*SOURCE EXTRACT*:
There is a lot of drinking in the Irish short stories I have read.   I did a Google check and Ireland is second in the world in per capita beer consumption.   I have been listening to a number of Irish radio stations (via Tune in Radio on my Ipad) and an awful lot of the songs are a celebration not just of the congeniality of drinking with friends or in a pub but of the relieve that being drunk brings the singers.   It is not just a way to forget troubles but an almost Bacchanalian celebration.   Sometimes you celebrate with the Gods, sometimes with a stranger whose name you won't recall the next day and sometimes with the self you wish you were.  "Eve" opens in a pub or restaurant on New Years Eve, the biggest party going night of the year, you just have to at least pretend you are having a good time.  Molly is looking for a few minutes of kissing and hugging strangers.   Tom, her companion, boyfriend?, checks out the flavored condoms in the machine in the comfort room.   Molly when Tom steps away strikes up a conversation with Steven.   He asks her what her if she has any New Year's Eve resolutions.   For some reason she says yes she plans to read more classics.  (I like this woman already).   She decides that Stephen looks like a readers and they launch into a conversation about Sartre and Camus, which I greatly enjoyed listening in on.  DuMars does a great job with the bar conversations, one of the attractions of strangers in a bar is that you can recreate yourself with them, be more who you want to be than who you are the only problem is you cannot live there.  "Eve" is a first rate story that brings Molly to live for us.

"Earth-Bound People" (9 pages)  "Jack Daniels,  man of the house".

*APPLY WHAT YOU READ*:
a. In the review of Irish short stories, what New Year's resolution does Molly say she has?
b. Condense the paragraph of the review of Irish short stories that begins "There is a lot of drinking" into a short bulleted list that keeps its main facts.
c. Pick up the review of Irish short stories where it stops and write its next part.
The material after this point comes from a different source.

*SUPPLIED DATA*:
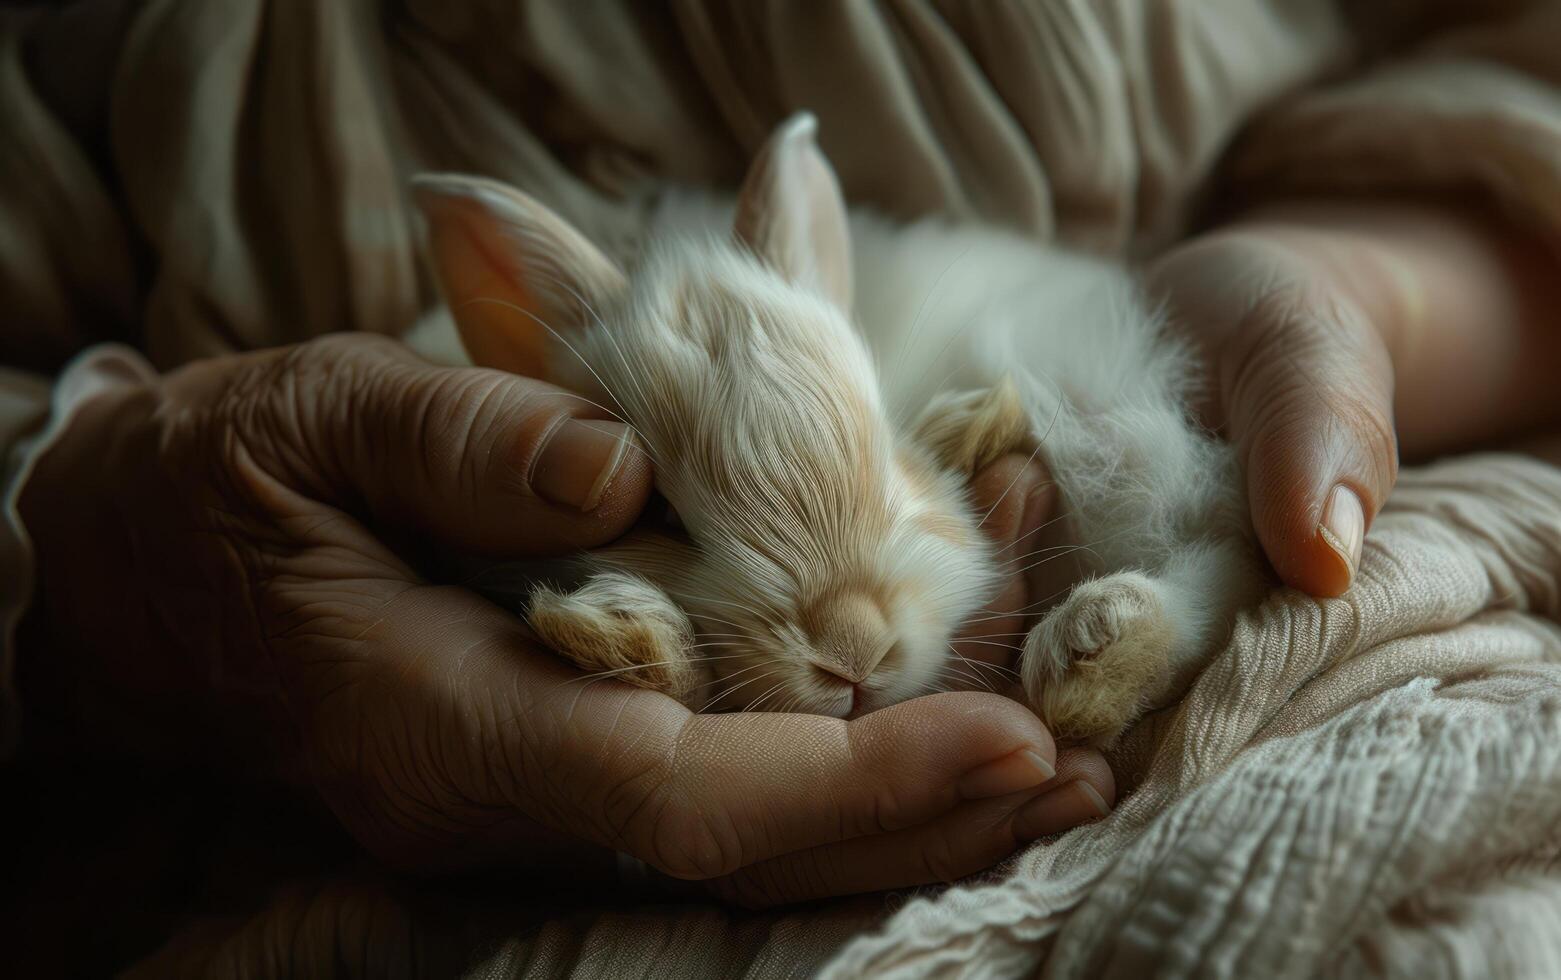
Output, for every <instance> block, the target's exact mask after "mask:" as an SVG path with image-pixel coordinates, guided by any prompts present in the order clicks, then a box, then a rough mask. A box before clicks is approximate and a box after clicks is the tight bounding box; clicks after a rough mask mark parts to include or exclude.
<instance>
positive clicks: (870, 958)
mask: <svg viewBox="0 0 1561 980" xmlns="http://www.w3.org/2000/svg"><path fill="white" fill-rule="evenodd" d="M1558 48H1561V22H1558V6H1556V5H1555V3H1553V2H1549V0H1533V2H1524V0H1492V2H1491V3H1480V5H1458V3H1450V2H1445V3H1438V2H1422V3H1416V2H1411V0H1392V2H1385V3H1372V5H1353V3H1335V2H1333V0H1044V2H1041V0H1033V2H1029V3H955V2H952V0H948V2H933V0H885V2H884V3H877V5H868V3H849V5H791V3H776V5H759V3H746V2H732V3H716V2H713V0H704V2H698V0H673V2H671V3H668V5H643V3H635V2H632V0H601V2H593V3H565V2H562V0H557V2H543V0H535V2H531V0H440V2H436V0H403V2H390V0H382V2H379V0H340V2H332V3H323V2H322V3H292V2H283V0H145V2H131V0H84V2H78V3H75V5H70V6H67V8H66V9H64V11H62V12H53V11H50V12H37V14H17V12H14V11H12V12H0V309H3V311H5V317H6V320H5V328H3V331H0V359H3V362H6V364H11V365H17V367H25V368H31V370H42V371H55V370H59V367H61V365H62V364H64V362H66V360H67V359H69V357H70V356H72V354H75V353H76V351H80V350H81V348H83V346H84V345H86V343H89V342H94V340H125V342H130V343H133V345H136V346H137V348H139V350H142V351H145V353H147V356H148V357H150V359H151V360H153V364H156V365H158V367H159V368H169V367H172V365H176V364H181V362H186V360H189V359H192V357H198V356H204V354H212V353H220V351H228V350H240V348H254V346H264V345H272V343H284V342H290V340H298V339H304V337H311V336H317V334H322V332H328V331H337V329H367V331H376V332H400V331H403V329H406V328H407V326H409V325H411V323H412V321H414V318H415V315H417V312H418V311H420V309H423V307H425V306H426V304H428V303H431V300H432V292H431V284H429V279H428V276H426V275H425V273H423V272H421V267H420V261H418V257H417V247H415V245H417V228H415V225H414V222H412V217H411V211H409V208H407V200H406V194H404V181H406V178H407V176H409V175H411V173H414V172H415V170H420V169H450V170H470V172H478V173H487V175H493V176H500V178H504V179H510V181H514V183H517V184H520V186H523V187H526V189H528V190H531V192H532V194H537V195H539V197H542V198H545V200H548V201H551V203H553V204H554V206H557V208H559V209H560V211H564V212H565V214H567V215H570V217H571V218H574V220H576V222H579V223H581V225H582V226H585V228H587V229H588V231H590V233H592V234H593V236H595V237H598V239H599V240H603V242H604V243H606V245H609V247H613V248H621V247H624V245H626V243H628V242H631V240H632V236H634V233H635V228H637V218H638V214H640V211H638V201H640V200H642V197H643V195H642V192H643V190H645V189H646V186H648V184H646V178H668V176H670V178H676V179H687V181H699V183H712V181H713V183H731V181H735V178H737V175H738V173H740V170H741V165H743V159H745V156H746V154H748V151H751V150H752V148H754V147H756V145H757V144H759V140H760V139H762V137H763V134H765V133H766V130H768V128H770V125H771V123H774V122H776V120H779V119H781V117H784V115H785V114H787V112H790V111H791V109H798V108H809V109H813V111H815V112H816V114H818V115H820V120H821V144H823V147H824V150H826V151H827V153H829V154H830V158H832V159H834V161H835V164H837V167H838V169H840V173H841V179H843V184H845V187H846V190H848V194H849V195H851V197H852V198H854V200H857V201H863V203H869V204H874V206H879V208H882V209H887V211H891V212H898V214H915V212H926V211H948V212H952V214H955V215H962V217H979V218H985V220H993V222H1001V223H1007V225H1012V226H1016V228H1021V229H1026V231H1029V233H1032V234H1037V236H1046V237H1055V239H1058V240H1063V242H1068V243H1074V245H1080V247H1086V248H1093V250H1097V251H1104V253H1111V254H1122V256H1140V254H1146V253H1150V251H1154V250H1155V248H1158V247H1161V245H1165V243H1166V242H1169V240H1174V239H1175V237H1179V236H1182V234H1185V233H1186V231H1188V226H1189V223H1193V222H1196V220H1199V218H1200V215H1204V214H1205V212H1207V211H1208V209H1207V208H1205V204H1224V203H1225V201H1227V198H1230V197H1232V195H1236V194H1239V195H1243V197H1260V195H1275V194H1286V192H1291V190H1296V189H1307V190H1316V189H1350V190H1372V189H1402V187H1403V186H1406V184H1408V186H1417V187H1430V189H1455V190H1461V192H1467V194H1477V195H1485V197H1489V198H1491V200H1495V201H1499V203H1500V204H1502V206H1505V208H1506V209H1508V211H1509V212H1511V214H1513V215H1514V217H1517V218H1519V220H1524V222H1533V223H1536V226H1539V228H1541V229H1542V231H1545V233H1550V234H1555V233H1556V231H1558V229H1561V103H1558V95H1556V92H1558V81H1561V59H1558V58H1556V56H1555V51H1556V50H1558ZM0 385H5V387H6V389H8V390H14V392H19V393H20V395H19V396H17V398H16V399H12V401H14V404H25V407H22V409H19V410H17V412H19V414H17V418H23V417H25V420H23V421H27V423H28V424H36V421H37V417H36V406H37V404H39V401H37V393H36V392H25V389H27V385H28V382H20V387H17V385H12V382H11V376H9V375H8V376H6V378H0ZM58 420H59V415H58V414H56V424H58ZM28 424H20V423H19V424H16V426H9V428H8V429H6V432H3V434H8V435H9V434H16V432H20V431H22V429H25V428H28ZM9 445H11V443H9V440H8V442H6V443H5V446H6V449H8V459H9V462H8V471H6V484H5V485H8V487H9V492H12V493H14V490H16V487H19V485H20V482H19V481H20V476H19V474H22V473H23V471H25V467H27V465H28V457H27V454H25V453H9ZM1421 479H1422V478H1414V476H1411V478H1408V484H1411V485H1419V487H1421V490H1408V492H1405V493H1400V499H1399V501H1396V506H1397V507H1399V509H1400V510H1399V517H1397V518H1392V520H1391V521H1388V520H1385V523H1383V524H1381V526H1380V527H1378V531H1377V532H1375V534H1374V538H1375V540H1374V543H1372V548H1371V556H1372V557H1371V559H1369V565H1367V573H1369V574H1367V577H1366V581H1364V582H1363V587H1361V588H1360V590H1357V593H1355V595H1353V596H1352V598H1350V599H1347V601H1344V602H1342V604H1325V605H1316V604H1307V602H1302V601H1296V599H1283V601H1278V602H1275V604H1274V605H1271V607H1268V609H1266V610H1264V612H1263V613H1260V615H1257V616H1253V618H1250V620H1249V621H1247V623H1246V624H1244V626H1243V630H1244V632H1243V634H1241V637H1239V638H1238V643H1236V644H1235V646H1233V648H1232V651H1230V652H1229V654H1227V655H1225V659H1224V660H1221V665H1219V666H1218V668H1216V669H1214V671H1211V674H1210V676H1208V677H1207V679H1205V680H1204V684H1202V685H1200V688H1199V694H1197V698H1194V701H1193V702H1191V704H1189V705H1188V708H1186V710H1185V712H1183V713H1179V715H1174V716H1169V718H1171V719H1179V721H1174V723H1172V721H1161V723H1160V724H1158V726H1149V727H1146V729H1143V730H1141V732H1140V733H1138V735H1136V737H1135V740H1133V743H1132V744H1130V747H1129V749H1125V751H1124V757H1122V760H1121V763H1122V766H1124V771H1129V772H1141V774H1143V785H1141V788H1140V791H1138V793H1136V794H1135V796H1133V797H1130V799H1129V801H1127V802H1125V804H1124V807H1122V810H1121V811H1119V815H1118V816H1116V818H1113V819H1111V822H1108V824H1105V826H1102V827H1096V829H1090V830H1085V832H1080V833H1077V835H1074V836H1069V838H1066V841H1065V843H1061V844H1058V846H1054V847H1044V849H1037V850H1032V852H1030V854H1027V855H1026V857H1024V858H1022V860H1019V863H1018V865H1016V866H1015V868H1013V869H1012V872H1010V874H1008V875H1007V877H1005V879H1004V882H1002V883H999V885H993V886H988V888H982V889H974V891H971V889H958V891H952V893H949V894H948V896H944V897H943V899H941V900H937V902H918V904H913V905H912V907H909V908H907V910H905V911H902V913H901V914H899V916H896V918H894V919H893V921H891V922H890V924H888V925H887V927H885V930H884V932H882V933H880V935H879V936H877V938H863V939H862V941H859V943H855V944H852V946H851V947H849V949H848V950H846V952H845V953H843V957H845V958H843V960H841V961H840V964H838V966H837V969H835V974H837V975H852V972H854V971H857V969H866V968H874V969H888V968H890V966H891V964H894V966H901V968H904V975H926V974H932V972H940V971H941V972H946V974H958V972H969V971H976V969H979V968H982V966H983V964H985V966H988V968H990V969H994V971H997V972H1005V971H1004V968H1012V969H1021V968H1024V969H1029V968H1033V966H1037V964H1040V963H1041V961H1043V958H1044V957H1049V958H1047V960H1046V969H1047V971H1049V972H1052V974H1055V975H1072V974H1077V972H1082V971H1086V969H1096V968H1104V966H1107V964H1108V963H1107V960H1105V957H1108V955H1111V952H1110V950H1111V949H1119V950H1122V952H1121V955H1122V957H1129V958H1127V960H1122V961H1121V963H1122V964H1124V966H1122V969H1124V971H1127V969H1129V968H1127V966H1125V964H1127V963H1130V961H1132V960H1130V957H1135V955H1136V957H1166V958H1168V961H1169V963H1171V966H1172V969H1174V971H1175V969H1180V971H1183V972H1196V971H1199V969H1205V968H1207V969H1210V971H1213V972H1218V971H1225V972H1233V974H1241V972H1249V971H1258V972H1261V971H1266V969H1269V968H1275V969H1280V971H1282V972H1285V971H1288V972H1305V971H1311V969H1321V968H1330V969H1336V971H1339V972H1352V971H1355V972H1360V971H1386V969H1388V968H1389V966H1392V968H1394V969H1399V968H1403V969H1410V968H1411V966H1413V968H1414V969H1421V968H1422V966H1424V968H1425V969H1431V966H1433V964H1435V966H1438V968H1439V969H1442V971H1444V972H1449V974H1455V972H1456V969H1463V971H1464V975H1475V974H1478V972H1480V971H1478V969H1475V968H1477V966H1478V964H1480V963H1481V961H1483V960H1485V958H1486V957H1492V955H1495V947H1497V944H1500V943H1503V941H1506V938H1509V936H1513V935H1514V932H1513V930H1514V929H1519V927H1520V924H1527V922H1541V921H1544V919H1545V918H1547V916H1549V914H1550V911H1553V910H1555V908H1556V907H1558V899H1556V886H1555V883H1553V880H1552V877H1550V875H1552V869H1550V866H1549V865H1547V861H1549V860H1550V857H1547V855H1549V854H1550V852H1549V850H1547V849H1545V847H1544V846H1541V844H1542V843H1544V841H1542V840H1541V836H1542V835H1541V833H1539V829H1538V826H1536V821H1541V819H1549V821H1553V818H1555V811H1553V797H1552V791H1553V790H1552V786H1553V785H1555V782H1556V777H1555V771H1553V763H1552V757H1550V754H1549V752H1550V749H1549V747H1547V746H1549V744H1561V741H1558V740H1555V738H1550V740H1549V743H1547V741H1545V738H1544V735H1545V733H1553V732H1552V730H1550V729H1545V727H1544V726H1547V724H1550V721H1549V719H1550V712H1552V707H1550V705H1552V699H1553V696H1555V688H1556V677H1555V676H1553V668H1550V666H1549V665H1544V663H1541V662H1547V659H1550V657H1552V655H1553V649H1555V627H1553V626H1552V624H1550V623H1549V621H1547V620H1544V618H1541V616H1539V615H1534V612H1530V610H1538V612H1539V613H1542V615H1544V616H1553V613H1555V604H1553V599H1552V598H1547V596H1549V595H1552V593H1550V591H1547V590H1552V591H1553V588H1555V577H1553V573H1555V568H1553V562H1552V559H1553V537H1552V535H1553V532H1555V527H1556V521H1558V517H1556V510H1555V501H1556V495H1555V485H1553V481H1555V474H1553V473H1550V471H1544V470H1538V468H1534V467H1525V465H1522V463H1516V462H1513V460H1505V462H1503V460H1483V462H1478V460H1475V462H1469V463H1460V467H1455V468H1452V470H1441V471H1438V473H1433V474H1430V476H1427V478H1424V479H1427V481H1430V482H1419V481H1421ZM1438 481H1442V482H1441V484H1439V482H1438ZM1416 493H1419V496H1416ZM8 499H9V498H8ZM1438 501H1441V502H1438ZM1525 509H1527V512H1525ZM5 517H6V520H8V521H9V526H11V529H12V532H17V526H16V517H14V513H11V512H8V513H6V515H5ZM17 537H19V532H17ZM19 540H20V538H19ZM0 557H3V560H5V565H3V566H0V576H3V577H5V579H6V582H9V584H19V585H17V588H20V590H23V593H25V588H27V584H25V579H27V577H28V576H30V570H28V568H27V563H25V552H23V551H19V549H16V548H12V549H11V551H9V552H8V554H6V556H0ZM6 595H11V593H9V591H8V593H6ZM1492 596H1495V598H1503V599H1505V602H1506V605H1503V604H1502V602H1497V601H1495V599H1494V598H1492ZM1499 605H1500V607H1502V609H1497V607H1499ZM8 615H9V613H8ZM1460 665H1463V666H1460ZM1422 676H1424V677H1433V679H1441V680H1438V682H1428V680H1424V679H1417V677H1422ZM1291 696H1293V698H1291ZM1286 698H1289V699H1288V701H1286ZM1388 760H1392V762H1391V765H1389V762H1388ZM1307 762H1313V763H1316V765H1297V763H1307ZM1519 777H1522V779H1525V780H1527V782H1522V783H1519V782H1517V780H1519ZM1519 786H1522V788H1520V790H1517V788H1519ZM1431 788H1435V790H1436V793H1430V790H1431ZM1411 818H1413V819H1411ZM1467 827H1477V829H1485V827H1491V829H1500V830H1502V833H1500V835H1495V836H1492V838H1491V840H1485V838H1480V840H1475V836H1477V835H1475V836H1470V835H1467V833H1464V830H1466V829H1467ZM1253 829H1257V830H1253ZM1386 829H1397V832H1399V833H1397V835H1389V833H1388V830H1386ZM1258 830H1260V832H1258ZM1330 855H1333V857H1330ZM1495 868H1502V869H1505V871H1503V872H1502V875H1495V872H1494V871H1492V869H1495ZM1324 894H1327V896H1335V897H1336V900H1332V902H1330V900H1319V896H1324ZM1389 910H1391V914H1388V913H1389ZM1258 911H1263V913H1269V911H1271V913H1272V919H1269V921H1266V922H1264V921H1260V919H1258V918H1255V914H1257V913H1258ZM604 921H609V919H604ZM646 921H648V922H652V924H654V925H652V929H654V930H663V932H662V933H657V935H662V936H665V935H682V933H668V932H665V930H670V929H673V925H671V924H673V922H674V921H677V919H674V918H656V916H651V918H649V919H646ZM612 922H617V921H612ZM635 922H638V921H635ZM723 922H726V919H720V918H716V919H704V925H701V927H699V929H713V930H716V932H720V930H721V929H724V925H723ZM1514 922H1516V924H1519V925H1513V924H1514ZM559 929H565V930H567V929H573V925H560V927H559ZM617 930H618V924H615V925H612V927H610V929H606V930H604V932H596V933H595V935H596V936H598V938H599V941H601V943H609V938H610V936H612V935H618V933H617ZM1538 932H1542V930H1531V932H1528V933H1525V935H1528V936H1530V939H1528V941H1527V943H1520V944H1516V946H1514V949H1516V952H1513V953H1511V955H1514V957H1530V960H1509V961H1506V963H1505V964H1506V966H1508V968H1511V972H1519V968H1534V969H1538V968H1539V963H1541V960H1539V957H1541V955H1544V953H1545V947H1544V946H1542V943H1544V941H1547V939H1545V938H1544V936H1538V938H1536V933H1538ZM802 933H805V930H801V932H799V935H802ZM549 935H553V933H549ZM570 935H573V933H570ZM701 935H704V933H701ZM731 935H738V933H731ZM743 935H746V933H743ZM1547 935H1556V930H1555V929H1550V930H1549V933H1547ZM621 936H623V939H621V941H623V946H621V947H620V952H621V950H632V949H640V947H638V946H634V944H637V943H642V941H643V939H645V933H643V932H642V929H640V925H634V924H631V925H623V927H621ZM517 941H520V943H524V939H517ZM773 941H776V938H774V935H773V933H771V935H770V936H768V939H766V943H773ZM674 946H676V949H677V953H679V955H684V953H685V955H687V957H688V958H687V960H682V961H687V963H696V961H698V957H699V955H701V952H702V947H701V946H690V944H687V943H684V944H674ZM766 949H770V947H768V946H766ZM776 950H781V947H779V946H777V947H774V950H771V952H773V957H771V958H770V960H765V963H770V964H771V966H770V968H765V974H763V975H770V974H773V972H781V971H779V964H781V963H782V961H784V952H776ZM603 955H607V953H603ZM612 955H618V953H612ZM766 955H768V953H766ZM821 955H823V953H821V952H820V950H818V949H816V947H812V949H809V950H807V955H805V957H802V955H801V947H799V963H807V964H813V963H818V960H820V957H821ZM624 957H626V958H624V960H617V961H615V963H629V961H634V955H632V953H624ZM674 961H677V960H676V958H671V960H667V961H659V960H646V969H649V966H648V964H649V963H654V964H656V968H654V969H656V972H665V974H668V975H676V972H677V971H676V969H674V968H673V966H668V964H670V963H674ZM1499 966H1500V964H1499ZM771 968H773V969H771ZM1455 968H1456V969H1455ZM495 969H496V968H495ZM517 969H518V968H517ZM578 969H579V971H581V972H582V975H587V974H588V969H587V968H584V966H581V968H578ZM510 972H517V971H510ZM521 972H523V971H521ZM756 975H757V974H756Z"/></svg>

*ANSWERS FOR THE EXERCISE*:
a. She plans to read more classics.

b.
- The reviewer finds a lot of drinking in the Irish short stories they have read. A Google check shows Ireland ranks second in the world in per capita beer consumption.
- Many songs on Irish radio stations celebrate drinking with friends and the relief of being drunk, in an almost Bacchanalian way.
- "Eve" opens in a pub or restaurant on New Year's Eve. Molly wants some kissing and hugging with strangers, and her companion Tom checks out the condom machine.
- While Tom is away, Molly talks with a stranger. She says she plans to read more classics, and they discuss Sartre and Camus.
- The reviewer praises DuMars's bar conversations: strangers in a bar let you recreate yourself, though you cannot live there.
- The reviewer calls "Eve" a first-rate story that brings Molly to life.

c.
"Earth-Bound People" is a near perfect account of a teenage woman dealing with the consequences of her mother's binge drinking and pill taking.     We observe the mother in a terrible post drunken state on the couch, fat and crying, she looks "raw".   She has enough of the poet in her to utter the lines quoted above, which are also a terrible slam on whatever men might have been in her life, including her daughter's father.     Aunt Jane is on the phone, checking up on her sister.   She attributes her sister's problem to a no-good man, sounds like one in a series.  At 12:32 am,  Nicki, the daughter is out on the street, free from her worrying about her mother and trying to take care of her.  "Her face is pale and smooth like as mask".   She comes alive on the streets.   I love the last few pages of this story and I hope you will read them for your self.   We wonder how long until Nicki begins her own downward spiral and we hope it does not happen but walking the streets at midnight is not a good sign.


"Fondly"  (5 pages)

"Fondly" starts out with Kate in a day dream  of being in bed with her lover, imagining herself stroking the warm skin on his neck.   The the song that started her on this ends and she is back to the reality of working in a coffee shop.   She cannot stop thinking about the man who left her.  Kate hopes maybe he will come in the cafe today.   It seems he had moved away from her and while gone sent her a letter saying he was sitting in the Apostasy Cafe sipping a chai latte and thinking of her.   She moves to be with him and now she works in the cafe and she is gone.   She is terribly love sick, maybe she is in love with the pain of his absence as much as with him.  "Fondly" is a beautiful story about a love that does not make much sense, about a woman  used badly, maybe she knows it, maybe she does not.

"Live Nude Girls"  (4 pages)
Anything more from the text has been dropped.